Records from a point labeling set
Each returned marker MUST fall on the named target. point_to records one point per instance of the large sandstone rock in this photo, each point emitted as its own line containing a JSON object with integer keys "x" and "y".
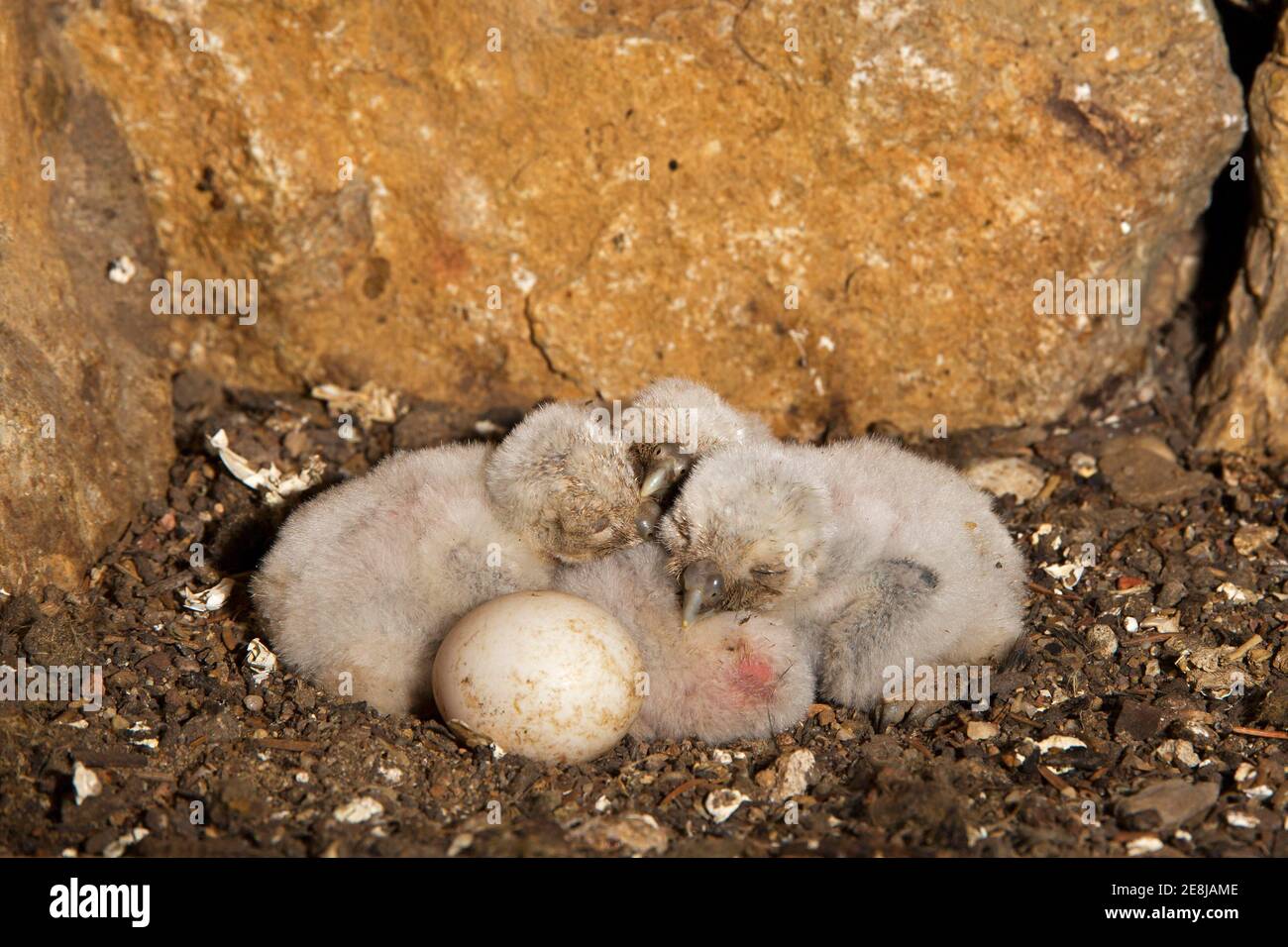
{"x": 84, "y": 394}
{"x": 1245, "y": 389}
{"x": 910, "y": 169}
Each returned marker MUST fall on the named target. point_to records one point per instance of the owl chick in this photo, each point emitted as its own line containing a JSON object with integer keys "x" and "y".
{"x": 681, "y": 423}
{"x": 728, "y": 677}
{"x": 876, "y": 554}
{"x": 366, "y": 579}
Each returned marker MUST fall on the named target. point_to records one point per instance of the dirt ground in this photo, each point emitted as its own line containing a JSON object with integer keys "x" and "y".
{"x": 1125, "y": 685}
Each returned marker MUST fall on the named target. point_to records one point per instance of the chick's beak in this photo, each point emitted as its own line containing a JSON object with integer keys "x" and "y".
{"x": 692, "y": 605}
{"x": 668, "y": 467}
{"x": 645, "y": 517}
{"x": 656, "y": 479}
{"x": 703, "y": 585}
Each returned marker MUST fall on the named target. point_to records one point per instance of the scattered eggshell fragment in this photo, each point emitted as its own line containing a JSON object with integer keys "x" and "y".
{"x": 209, "y": 599}
{"x": 722, "y": 802}
{"x": 544, "y": 674}
{"x": 1008, "y": 475}
{"x": 1060, "y": 742}
{"x": 1102, "y": 641}
{"x": 85, "y": 783}
{"x": 361, "y": 809}
{"x": 261, "y": 660}
{"x": 1145, "y": 845}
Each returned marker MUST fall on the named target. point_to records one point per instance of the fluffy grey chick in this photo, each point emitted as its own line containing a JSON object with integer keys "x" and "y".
{"x": 725, "y": 678}
{"x": 877, "y": 554}
{"x": 365, "y": 579}
{"x": 683, "y": 421}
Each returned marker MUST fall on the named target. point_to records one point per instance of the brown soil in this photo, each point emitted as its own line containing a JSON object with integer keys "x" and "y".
{"x": 185, "y": 732}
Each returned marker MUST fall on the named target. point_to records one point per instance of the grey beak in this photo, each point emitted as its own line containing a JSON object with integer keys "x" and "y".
{"x": 645, "y": 517}
{"x": 692, "y": 605}
{"x": 656, "y": 480}
{"x": 703, "y": 585}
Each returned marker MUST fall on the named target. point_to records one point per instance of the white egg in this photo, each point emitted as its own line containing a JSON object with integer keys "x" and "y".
{"x": 544, "y": 674}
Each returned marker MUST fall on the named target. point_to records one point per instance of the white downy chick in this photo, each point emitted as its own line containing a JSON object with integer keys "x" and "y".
{"x": 365, "y": 579}
{"x": 683, "y": 421}
{"x": 877, "y": 554}
{"x": 726, "y": 677}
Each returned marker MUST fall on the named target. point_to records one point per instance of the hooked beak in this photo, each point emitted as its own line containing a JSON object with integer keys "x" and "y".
{"x": 692, "y": 605}
{"x": 656, "y": 479}
{"x": 645, "y": 518}
{"x": 703, "y": 586}
{"x": 668, "y": 467}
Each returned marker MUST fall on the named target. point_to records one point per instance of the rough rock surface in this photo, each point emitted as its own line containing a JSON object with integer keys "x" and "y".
{"x": 84, "y": 397}
{"x": 911, "y": 169}
{"x": 1245, "y": 390}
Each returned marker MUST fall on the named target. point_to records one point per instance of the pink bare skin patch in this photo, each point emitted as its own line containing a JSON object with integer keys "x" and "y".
{"x": 752, "y": 678}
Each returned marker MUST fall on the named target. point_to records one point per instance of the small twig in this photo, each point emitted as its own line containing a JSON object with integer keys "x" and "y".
{"x": 1024, "y": 720}
{"x": 1147, "y": 639}
{"x": 1044, "y": 772}
{"x": 683, "y": 788}
{"x": 1052, "y": 592}
{"x": 1253, "y": 732}
{"x": 1244, "y": 648}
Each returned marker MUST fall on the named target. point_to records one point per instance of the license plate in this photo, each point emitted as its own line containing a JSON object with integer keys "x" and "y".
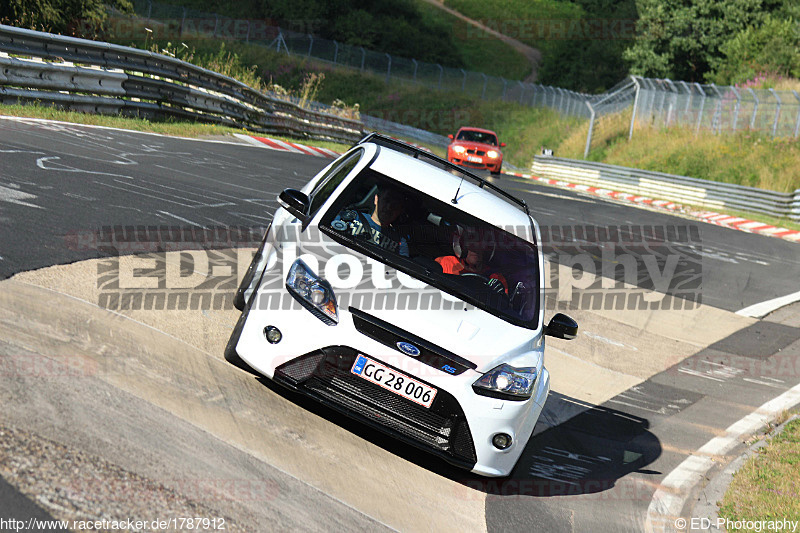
{"x": 393, "y": 381}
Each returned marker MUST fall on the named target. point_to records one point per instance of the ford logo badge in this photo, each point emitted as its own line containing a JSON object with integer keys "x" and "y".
{"x": 408, "y": 348}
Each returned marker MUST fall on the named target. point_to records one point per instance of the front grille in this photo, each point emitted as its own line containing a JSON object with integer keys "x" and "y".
{"x": 390, "y": 335}
{"x": 442, "y": 428}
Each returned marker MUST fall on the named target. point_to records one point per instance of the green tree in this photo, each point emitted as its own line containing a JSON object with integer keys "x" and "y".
{"x": 773, "y": 47}
{"x": 681, "y": 39}
{"x": 58, "y": 16}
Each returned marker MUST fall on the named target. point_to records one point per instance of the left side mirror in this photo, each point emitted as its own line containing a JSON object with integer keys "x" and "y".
{"x": 562, "y": 327}
{"x": 296, "y": 202}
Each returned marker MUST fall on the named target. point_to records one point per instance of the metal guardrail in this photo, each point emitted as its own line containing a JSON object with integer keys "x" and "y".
{"x": 683, "y": 189}
{"x": 105, "y": 78}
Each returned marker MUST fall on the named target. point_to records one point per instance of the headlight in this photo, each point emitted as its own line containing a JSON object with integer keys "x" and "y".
{"x": 507, "y": 382}
{"x": 313, "y": 293}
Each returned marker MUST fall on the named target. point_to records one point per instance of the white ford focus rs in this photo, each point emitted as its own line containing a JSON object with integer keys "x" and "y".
{"x": 408, "y": 294}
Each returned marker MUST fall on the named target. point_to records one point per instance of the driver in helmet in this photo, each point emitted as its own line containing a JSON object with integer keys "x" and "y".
{"x": 472, "y": 254}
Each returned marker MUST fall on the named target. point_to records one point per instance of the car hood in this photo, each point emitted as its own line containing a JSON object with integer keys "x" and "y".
{"x": 477, "y": 146}
{"x": 474, "y": 334}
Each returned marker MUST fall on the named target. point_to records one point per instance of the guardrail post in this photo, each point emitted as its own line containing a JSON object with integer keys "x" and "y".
{"x": 755, "y": 108}
{"x": 183, "y": 20}
{"x": 797, "y": 121}
{"x": 635, "y": 105}
{"x": 591, "y": 130}
{"x": 777, "y": 112}
{"x": 795, "y": 211}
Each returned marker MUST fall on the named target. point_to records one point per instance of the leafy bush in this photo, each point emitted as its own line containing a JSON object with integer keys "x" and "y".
{"x": 772, "y": 47}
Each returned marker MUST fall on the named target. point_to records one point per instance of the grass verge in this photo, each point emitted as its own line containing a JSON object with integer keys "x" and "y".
{"x": 767, "y": 487}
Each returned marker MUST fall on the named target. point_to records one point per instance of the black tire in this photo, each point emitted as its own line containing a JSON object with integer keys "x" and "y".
{"x": 238, "y": 299}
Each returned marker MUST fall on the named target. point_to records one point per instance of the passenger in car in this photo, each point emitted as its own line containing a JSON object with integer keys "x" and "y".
{"x": 472, "y": 256}
{"x": 379, "y": 226}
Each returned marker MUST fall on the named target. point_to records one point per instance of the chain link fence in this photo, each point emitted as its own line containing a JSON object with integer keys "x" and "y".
{"x": 633, "y": 102}
{"x": 716, "y": 109}
{"x": 174, "y": 22}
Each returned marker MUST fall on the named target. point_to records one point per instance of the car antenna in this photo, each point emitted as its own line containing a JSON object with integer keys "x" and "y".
{"x": 455, "y": 198}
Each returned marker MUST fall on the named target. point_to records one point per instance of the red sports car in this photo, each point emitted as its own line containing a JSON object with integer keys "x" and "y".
{"x": 476, "y": 148}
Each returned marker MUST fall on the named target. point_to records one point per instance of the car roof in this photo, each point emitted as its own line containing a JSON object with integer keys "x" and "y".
{"x": 442, "y": 185}
{"x": 469, "y": 128}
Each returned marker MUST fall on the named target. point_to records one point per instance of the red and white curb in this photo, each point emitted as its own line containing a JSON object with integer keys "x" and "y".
{"x": 287, "y": 146}
{"x": 728, "y": 221}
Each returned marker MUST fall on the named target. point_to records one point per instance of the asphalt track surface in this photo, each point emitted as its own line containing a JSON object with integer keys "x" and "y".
{"x": 595, "y": 472}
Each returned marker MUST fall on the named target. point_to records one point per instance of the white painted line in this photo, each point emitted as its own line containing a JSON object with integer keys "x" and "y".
{"x": 176, "y": 217}
{"x": 762, "y": 309}
{"x": 669, "y": 499}
{"x": 752, "y": 225}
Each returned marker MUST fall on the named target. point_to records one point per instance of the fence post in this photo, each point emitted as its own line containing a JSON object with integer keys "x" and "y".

» What you will do
Find the line containing "the white painted". Reproduce it exactly, along with every line after it through the last.

» Response for this exercise
Each returned marker MUST fall on the named target. point_to records one point per instance of the white painted line in this photo, each point emitted as its own line containing a JSON object with integer keys "x" and "y".
{"x": 176, "y": 217}
{"x": 762, "y": 309}
{"x": 669, "y": 499}
{"x": 752, "y": 225}
Each returned marker MUST fall on the named target. point_to records one point per instance of the fence post in this photo, each point emitted as its own line containing a JSON object with integer keys "x" and "y".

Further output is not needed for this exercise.